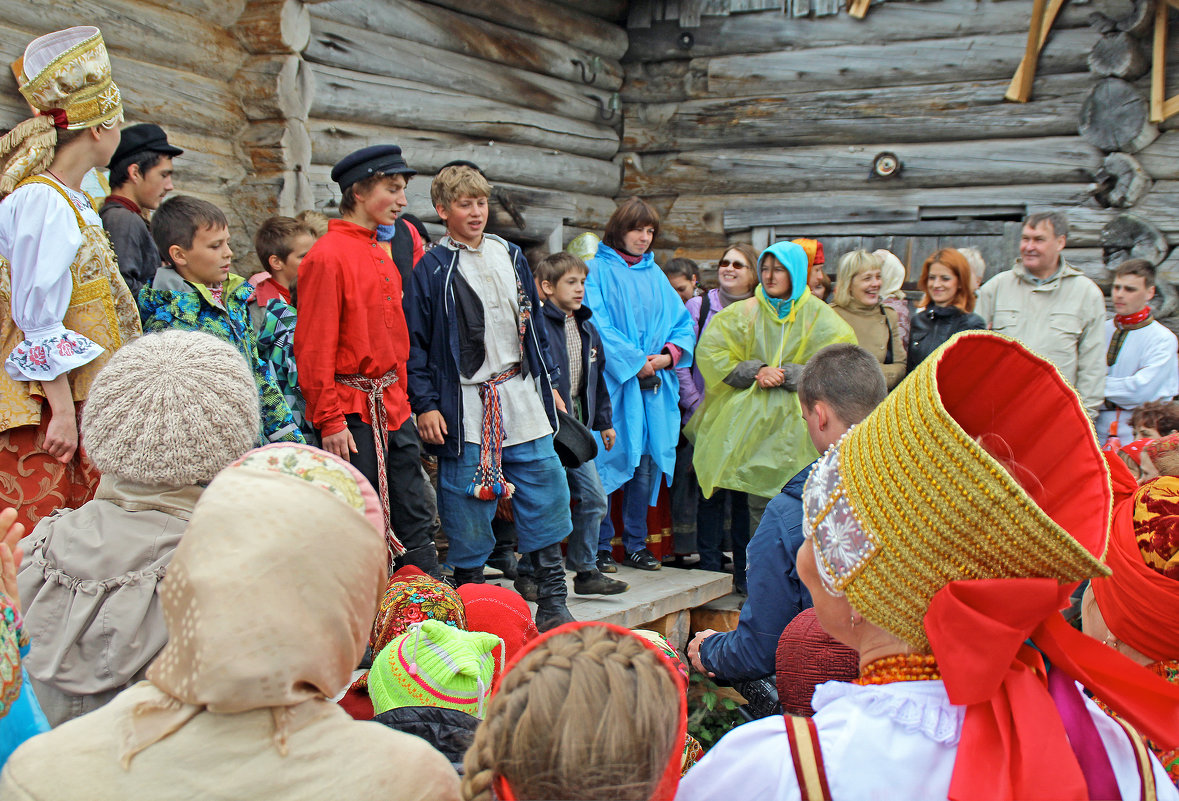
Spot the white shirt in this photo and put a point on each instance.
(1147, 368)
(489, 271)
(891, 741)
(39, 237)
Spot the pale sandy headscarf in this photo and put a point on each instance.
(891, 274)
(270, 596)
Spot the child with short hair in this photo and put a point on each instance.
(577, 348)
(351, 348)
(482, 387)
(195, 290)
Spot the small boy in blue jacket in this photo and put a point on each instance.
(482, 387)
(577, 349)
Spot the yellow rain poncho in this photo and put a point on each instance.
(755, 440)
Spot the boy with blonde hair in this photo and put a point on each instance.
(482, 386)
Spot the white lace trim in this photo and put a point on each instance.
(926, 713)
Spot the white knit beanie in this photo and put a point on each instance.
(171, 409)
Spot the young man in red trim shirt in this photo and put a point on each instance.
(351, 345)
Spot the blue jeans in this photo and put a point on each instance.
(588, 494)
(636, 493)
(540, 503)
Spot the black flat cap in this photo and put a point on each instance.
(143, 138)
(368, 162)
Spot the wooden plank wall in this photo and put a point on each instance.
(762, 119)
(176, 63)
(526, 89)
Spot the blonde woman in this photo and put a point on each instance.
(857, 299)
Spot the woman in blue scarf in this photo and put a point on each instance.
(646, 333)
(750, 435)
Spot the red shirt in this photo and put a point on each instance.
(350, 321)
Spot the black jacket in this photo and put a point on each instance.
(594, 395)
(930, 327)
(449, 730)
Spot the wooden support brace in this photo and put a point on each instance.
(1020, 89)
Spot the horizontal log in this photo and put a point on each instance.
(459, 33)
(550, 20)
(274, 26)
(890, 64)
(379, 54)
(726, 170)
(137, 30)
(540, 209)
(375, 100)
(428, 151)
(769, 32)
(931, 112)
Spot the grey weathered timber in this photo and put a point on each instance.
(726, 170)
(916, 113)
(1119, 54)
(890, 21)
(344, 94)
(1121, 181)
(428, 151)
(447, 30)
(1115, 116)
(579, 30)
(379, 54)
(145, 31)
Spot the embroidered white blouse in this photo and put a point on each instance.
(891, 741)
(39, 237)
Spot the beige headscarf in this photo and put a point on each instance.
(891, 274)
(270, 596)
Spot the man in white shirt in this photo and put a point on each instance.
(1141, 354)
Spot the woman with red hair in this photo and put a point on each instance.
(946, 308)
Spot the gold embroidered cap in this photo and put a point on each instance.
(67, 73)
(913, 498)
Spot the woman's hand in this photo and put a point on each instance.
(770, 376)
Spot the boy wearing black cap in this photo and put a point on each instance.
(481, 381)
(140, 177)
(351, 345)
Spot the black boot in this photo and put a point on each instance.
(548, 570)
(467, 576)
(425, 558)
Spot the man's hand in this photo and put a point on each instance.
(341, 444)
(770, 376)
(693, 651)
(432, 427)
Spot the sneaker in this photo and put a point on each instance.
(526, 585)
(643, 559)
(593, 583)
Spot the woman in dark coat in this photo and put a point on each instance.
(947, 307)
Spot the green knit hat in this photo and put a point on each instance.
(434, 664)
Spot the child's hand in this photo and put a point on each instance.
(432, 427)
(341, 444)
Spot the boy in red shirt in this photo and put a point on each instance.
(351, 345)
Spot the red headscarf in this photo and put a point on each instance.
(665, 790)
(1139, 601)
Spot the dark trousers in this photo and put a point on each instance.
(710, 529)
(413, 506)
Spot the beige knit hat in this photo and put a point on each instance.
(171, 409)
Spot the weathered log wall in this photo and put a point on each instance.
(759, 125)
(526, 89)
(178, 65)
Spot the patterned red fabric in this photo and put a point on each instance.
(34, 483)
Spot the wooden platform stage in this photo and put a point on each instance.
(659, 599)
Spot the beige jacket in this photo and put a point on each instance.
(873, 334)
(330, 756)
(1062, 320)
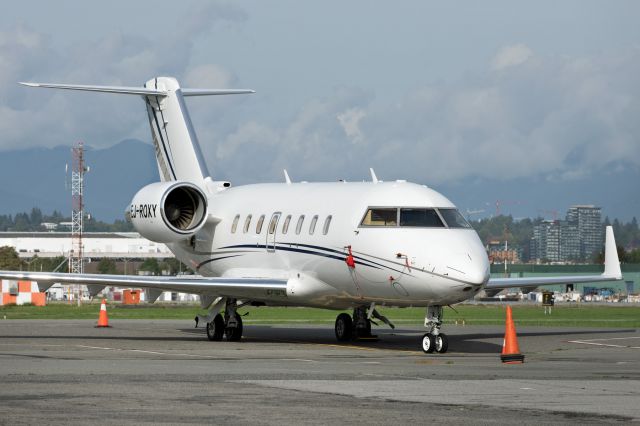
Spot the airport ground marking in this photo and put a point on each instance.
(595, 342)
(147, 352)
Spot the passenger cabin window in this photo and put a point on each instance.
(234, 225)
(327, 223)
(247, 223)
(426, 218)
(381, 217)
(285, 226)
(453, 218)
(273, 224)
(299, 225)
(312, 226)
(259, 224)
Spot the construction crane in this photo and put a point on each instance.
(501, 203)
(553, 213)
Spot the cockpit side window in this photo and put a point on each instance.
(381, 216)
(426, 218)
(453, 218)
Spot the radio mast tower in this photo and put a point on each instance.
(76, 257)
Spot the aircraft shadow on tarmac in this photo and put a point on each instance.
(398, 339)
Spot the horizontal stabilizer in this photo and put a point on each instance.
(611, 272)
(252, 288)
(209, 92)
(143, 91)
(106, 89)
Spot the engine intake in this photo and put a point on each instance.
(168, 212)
◆ ◆ ◆ ◆
What to do —
Copy out every line of text in the data above word for word, leaving the pictures out.

Answer for the task —
Spot the white shirt in this photo and put a point on each instance.
(1147, 368)
(489, 271)
(891, 741)
(39, 237)
Spot the pale sandy headscarf in this photo and put a point on each instance.
(891, 274)
(270, 596)
Spot the child with short hair in this photo and put a point on each instance.
(577, 348)
(351, 348)
(482, 387)
(195, 290)
Spot the small boy in blue jacket in this photo and put a point on each instance.
(482, 387)
(577, 349)
Spot the yellow rain poncho in this photo and put a point on each instance.
(755, 440)
Spot the boy with blonde hair in this photo and put a point on each instance.
(482, 386)
Spot the white lace trim in this photo and put a point on each instance.
(926, 713)
Spot the white knit beanie in this photo and put a point on each instance.
(171, 409)
Spot the young man in red trim shirt in this photo and put a point on each instance.
(351, 345)
Spot the blue jeans in this photo and put a point on each instance.
(588, 494)
(636, 493)
(540, 503)
Spot the black flat cap in this photo and put a point on each instance.
(143, 138)
(368, 162)
Spot the wooden plank wall in this photo and put a point on each instance.
(762, 119)
(176, 63)
(526, 89)
Spot the blonde woman in this photo and put a point on each instance.
(857, 299)
Spot the woman in blue scarf in this photo and put a point on each instance.
(646, 333)
(750, 435)
Spot the red shirt in this photo and put a point on each instance.
(350, 321)
Spot the black jacket in this photo and put a point on each instance.
(594, 395)
(930, 327)
(449, 730)
Spot the wooden support brace in this photo and put a point on each instance.
(1020, 89)
Spot the horizontal log in this photo and put a point on each instance.
(459, 33)
(550, 20)
(274, 26)
(890, 64)
(379, 54)
(726, 170)
(137, 30)
(540, 209)
(375, 100)
(428, 151)
(769, 32)
(931, 112)
Spot the grey weathered timber in this photo and put a point on each instance.
(726, 170)
(916, 113)
(1119, 54)
(890, 21)
(344, 94)
(1121, 181)
(428, 151)
(447, 30)
(1115, 116)
(579, 30)
(379, 54)
(145, 31)
Spot the embroidered white blouse in this photo and put a point on each instance.
(891, 741)
(39, 237)
Spot the beige headscarf in this photo and put a point on each instance.
(891, 274)
(270, 596)
Spot the man in white shirt in this photo and put a point on each instance.
(1141, 354)
Spot the woman with red hair in this photo and put a point on each instance.
(946, 308)
Spot the gold embroidered cap in this photo and put a point on each instance.
(67, 73)
(913, 498)
Spot the woman's hand in this photo and put a point on each instance.
(770, 376)
Spot the boy wearing black cap in this photo and put a point on each instance.
(481, 381)
(140, 177)
(351, 345)
Spot the black boot in this photo and put a point on each instance.
(548, 570)
(467, 576)
(425, 558)
Spot the man's hand in this photo and put a point on each instance.
(341, 444)
(770, 376)
(693, 651)
(432, 427)
Spot the sneaker in this photo and put a point on each instance.
(526, 585)
(643, 559)
(593, 583)
Spot the woman in dark coat in this photo and put a point on each instance.
(947, 307)
Spot the green knit hat in this photo and put a point on each instance.
(434, 664)
Spot the child's hand in this photo and put a point on each instance.
(432, 427)
(341, 444)
Spot the boy in red shirt in this photo and put a point on each instance.
(351, 345)
Spot the red headscarf in this photo and put a point on each instance.
(665, 790)
(1139, 601)
Spot the dark trousers in this photo and put a point on each instance.
(710, 529)
(413, 506)
Spot the beige knit hat in this photo and put a point on each instance.
(171, 409)
Spot the weathered log wall in this photo and put a point on each instance.
(759, 125)
(526, 89)
(178, 65)
Spot the patterned red fabric in this photo and put a point on each instance.
(34, 483)
Spot the wooden platform stage in this photo and put a point on each instance.
(659, 599)
Spot the beige jacket in this photo and put a point on each instance.
(873, 334)
(330, 756)
(1062, 320)
Spot the airport ground marking in this photo and put a point on each instance.
(595, 342)
(147, 352)
Spot the passenger cabin window in this photo and put a point on each instance.
(234, 225)
(327, 223)
(247, 223)
(426, 218)
(381, 217)
(285, 226)
(453, 218)
(273, 224)
(299, 225)
(312, 226)
(259, 224)
Spot the construction crane in this photo and put a point on each instance.
(501, 203)
(553, 213)
Spot the cockpit side window in this photo and put a point on each instance.
(381, 216)
(426, 218)
(453, 218)
Spot the radio mast tower in this photo and put a point on each instance.
(76, 257)
Spot the aircraft shadow on tarmac in this photo and put a point on each instance.
(398, 339)
Spot the horizontal stabilizer in this photo and put a point on each instance.
(611, 272)
(252, 288)
(209, 92)
(143, 91)
(106, 89)
Spot the engine intake in this photo and put a point on each instance.
(168, 212)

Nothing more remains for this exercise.